* _Task to complete_: Please count the lines below that hold the word "coverall" and give the count without any other text.
==== Provided data
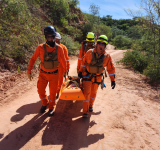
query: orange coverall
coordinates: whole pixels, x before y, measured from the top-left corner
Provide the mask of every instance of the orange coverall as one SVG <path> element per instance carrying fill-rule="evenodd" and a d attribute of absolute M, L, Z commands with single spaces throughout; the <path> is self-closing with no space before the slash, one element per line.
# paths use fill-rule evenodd
<path fill-rule="evenodd" d="M 52 51 L 55 52 L 56 46 L 48 47 L 46 45 L 46 49 L 47 49 L 47 52 L 52 52 Z M 34 63 L 35 63 L 38 56 L 40 56 L 41 62 L 42 63 L 44 62 L 44 52 L 45 51 L 44 51 L 43 44 L 40 44 L 37 47 L 33 56 L 30 59 L 27 73 L 32 72 Z M 66 68 L 67 68 L 66 67 L 66 59 L 65 59 L 63 49 L 62 49 L 61 46 L 58 46 L 57 55 L 58 55 L 59 63 L 62 65 L 64 71 L 67 72 L 67 70 L 66 70 Z M 45 72 L 54 72 L 58 69 L 58 68 L 45 69 L 42 64 L 40 64 L 40 68 Z M 48 73 L 45 73 L 43 71 L 40 70 L 40 72 L 39 72 L 39 78 L 38 78 L 38 82 L 37 82 L 38 94 L 39 94 L 39 97 L 42 101 L 42 105 L 46 106 L 49 103 L 48 108 L 53 109 L 54 106 L 55 106 L 55 99 L 56 99 L 56 91 L 57 91 L 57 86 L 58 86 L 59 73 L 57 72 L 57 73 L 48 74 Z M 48 82 L 49 82 L 49 92 L 50 92 L 49 97 L 47 97 L 46 90 L 45 90 Z"/>
<path fill-rule="evenodd" d="M 68 49 L 65 45 L 63 44 L 59 44 L 62 48 L 63 48 L 63 51 L 64 51 L 64 55 L 65 55 L 65 58 L 66 58 L 66 61 L 67 61 L 67 70 L 69 70 L 70 68 L 70 63 L 69 63 L 69 57 L 68 57 Z M 61 88 L 61 85 L 63 83 L 63 74 L 64 74 L 64 69 L 63 69 L 63 66 L 61 64 L 59 64 L 59 79 L 58 79 L 58 88 L 57 88 L 57 94 L 59 94 L 59 91 L 60 91 L 60 88 Z"/>
<path fill-rule="evenodd" d="M 92 47 L 85 46 L 85 50 L 84 50 L 83 47 L 84 47 L 84 45 L 82 44 L 82 47 L 80 49 L 79 56 L 78 56 L 77 70 L 80 69 L 81 62 L 82 62 L 82 59 L 83 59 L 83 56 L 85 55 L 85 53 L 88 51 L 88 49 L 92 48 Z"/>
<path fill-rule="evenodd" d="M 94 48 L 93 52 L 96 53 L 96 47 Z M 115 81 L 115 67 L 112 62 L 111 56 L 107 54 L 105 51 L 103 52 L 103 54 L 105 54 L 103 67 L 106 67 L 106 70 L 110 76 L 111 81 Z M 89 79 L 88 74 L 85 71 L 85 69 L 87 69 L 87 71 L 89 70 L 88 64 L 90 64 L 91 60 L 92 60 L 92 49 L 87 51 L 87 53 L 85 54 L 82 60 L 82 64 L 81 64 L 79 71 L 82 72 L 83 79 L 84 78 Z M 97 90 L 99 87 L 99 85 L 94 82 L 101 82 L 102 75 L 100 74 L 96 74 L 96 75 L 99 75 L 99 76 L 96 76 L 97 81 L 95 81 L 94 77 L 91 79 L 91 81 L 83 81 L 83 91 L 84 91 L 84 96 L 86 99 L 85 101 L 83 101 L 83 113 L 85 114 L 89 113 L 89 107 L 92 107 L 94 104 Z"/>

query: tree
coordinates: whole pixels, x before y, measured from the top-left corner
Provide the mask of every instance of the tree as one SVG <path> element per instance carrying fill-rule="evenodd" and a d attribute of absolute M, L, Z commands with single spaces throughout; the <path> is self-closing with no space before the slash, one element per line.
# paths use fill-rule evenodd
<path fill-rule="evenodd" d="M 130 9 L 126 12 L 141 22 L 141 28 L 145 33 L 145 54 L 149 56 L 150 62 L 144 72 L 151 80 L 160 81 L 160 1 L 142 0 L 139 9 L 138 12 Z"/>
<path fill-rule="evenodd" d="M 89 9 L 92 15 L 92 22 L 99 24 L 100 23 L 100 17 L 99 17 L 100 7 L 96 6 L 95 4 L 91 4 Z"/>
<path fill-rule="evenodd" d="M 113 25 L 113 19 L 112 16 L 107 15 L 106 17 L 102 17 L 101 21 L 106 25 L 106 26 L 112 26 Z"/>
<path fill-rule="evenodd" d="M 142 0 L 140 4 L 140 10 L 138 12 L 133 12 L 130 9 L 126 12 L 136 17 L 139 22 L 141 22 L 141 27 L 145 31 L 151 31 L 154 35 L 152 39 L 154 42 L 154 56 L 156 51 L 160 55 L 160 1 L 159 0 Z M 158 47 L 156 38 L 158 38 Z M 156 48 L 157 47 L 157 48 Z"/>

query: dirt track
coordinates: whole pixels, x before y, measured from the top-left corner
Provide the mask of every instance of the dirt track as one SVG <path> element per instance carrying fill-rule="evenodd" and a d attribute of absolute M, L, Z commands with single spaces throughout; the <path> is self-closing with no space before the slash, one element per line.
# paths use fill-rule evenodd
<path fill-rule="evenodd" d="M 123 57 L 124 51 L 107 51 L 114 62 Z M 70 59 L 70 75 L 76 75 L 77 57 Z M 116 88 L 107 77 L 87 119 L 81 117 L 81 101 L 59 100 L 53 117 L 39 114 L 37 74 L 31 82 L 24 76 L 26 81 L 1 96 L 0 150 L 159 150 L 160 89 L 122 65 L 115 67 Z"/>

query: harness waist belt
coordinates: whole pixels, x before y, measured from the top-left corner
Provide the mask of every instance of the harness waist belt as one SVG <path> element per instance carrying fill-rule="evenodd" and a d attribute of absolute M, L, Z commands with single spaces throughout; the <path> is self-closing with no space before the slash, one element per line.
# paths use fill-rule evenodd
<path fill-rule="evenodd" d="M 40 69 L 40 70 L 43 71 L 44 73 L 47 73 L 47 74 L 53 74 L 53 73 L 57 73 L 57 72 L 58 72 L 58 69 L 55 70 L 55 71 L 53 71 L 53 72 L 46 72 L 46 71 L 44 71 L 44 70 L 42 70 L 42 69 Z"/>

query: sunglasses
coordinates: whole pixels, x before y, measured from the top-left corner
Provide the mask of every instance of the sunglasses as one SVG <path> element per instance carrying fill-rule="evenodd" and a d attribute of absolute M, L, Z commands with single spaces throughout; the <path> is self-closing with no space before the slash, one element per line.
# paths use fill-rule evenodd
<path fill-rule="evenodd" d="M 101 43 L 101 42 L 98 42 L 97 44 L 102 45 L 102 46 L 106 45 L 105 43 Z"/>

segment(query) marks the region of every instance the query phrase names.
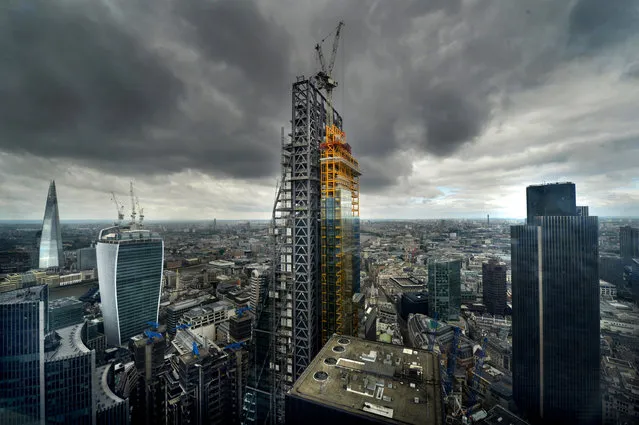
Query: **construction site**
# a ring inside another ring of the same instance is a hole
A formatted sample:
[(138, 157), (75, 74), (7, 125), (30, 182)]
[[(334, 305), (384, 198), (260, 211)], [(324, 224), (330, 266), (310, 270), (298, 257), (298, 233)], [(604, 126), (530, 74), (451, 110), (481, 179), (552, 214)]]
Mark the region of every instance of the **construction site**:
[[(315, 51), (320, 70), (292, 86), (291, 131), (281, 135), (267, 297), (256, 308), (244, 410), (248, 423), (283, 423), (284, 395), (335, 332), (356, 332), (359, 164), (332, 102), (340, 22)], [(322, 45), (333, 36), (330, 57)]]

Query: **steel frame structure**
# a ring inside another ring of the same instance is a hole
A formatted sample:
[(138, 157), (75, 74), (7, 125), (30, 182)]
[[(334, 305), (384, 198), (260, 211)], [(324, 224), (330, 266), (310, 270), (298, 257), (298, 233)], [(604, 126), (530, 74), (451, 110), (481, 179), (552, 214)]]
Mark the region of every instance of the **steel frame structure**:
[[(284, 423), (284, 396), (321, 348), (320, 144), (331, 110), (315, 78), (298, 77), (292, 89), (289, 137), (282, 132), (282, 174), (271, 221), (271, 279), (261, 313), (270, 315), (269, 359), (254, 364), (255, 382), (270, 381), (267, 414), (255, 411), (259, 385), (249, 385), (244, 409), (252, 423)], [(333, 124), (342, 118), (333, 109)], [(259, 321), (260, 312), (257, 312)], [(269, 372), (264, 369), (268, 368)]]

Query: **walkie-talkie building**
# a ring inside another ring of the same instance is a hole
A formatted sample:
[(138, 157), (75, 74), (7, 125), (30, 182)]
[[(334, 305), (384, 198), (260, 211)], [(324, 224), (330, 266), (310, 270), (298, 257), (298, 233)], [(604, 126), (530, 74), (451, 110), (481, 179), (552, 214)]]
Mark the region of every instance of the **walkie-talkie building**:
[(64, 267), (64, 251), (60, 232), (60, 214), (58, 212), (58, 195), (55, 181), (49, 185), (47, 204), (44, 208), (42, 236), (40, 236), (39, 268)]
[(115, 226), (100, 231), (96, 256), (107, 344), (121, 345), (158, 320), (164, 241), (149, 230)]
========
* _Solution to the exercise_: 2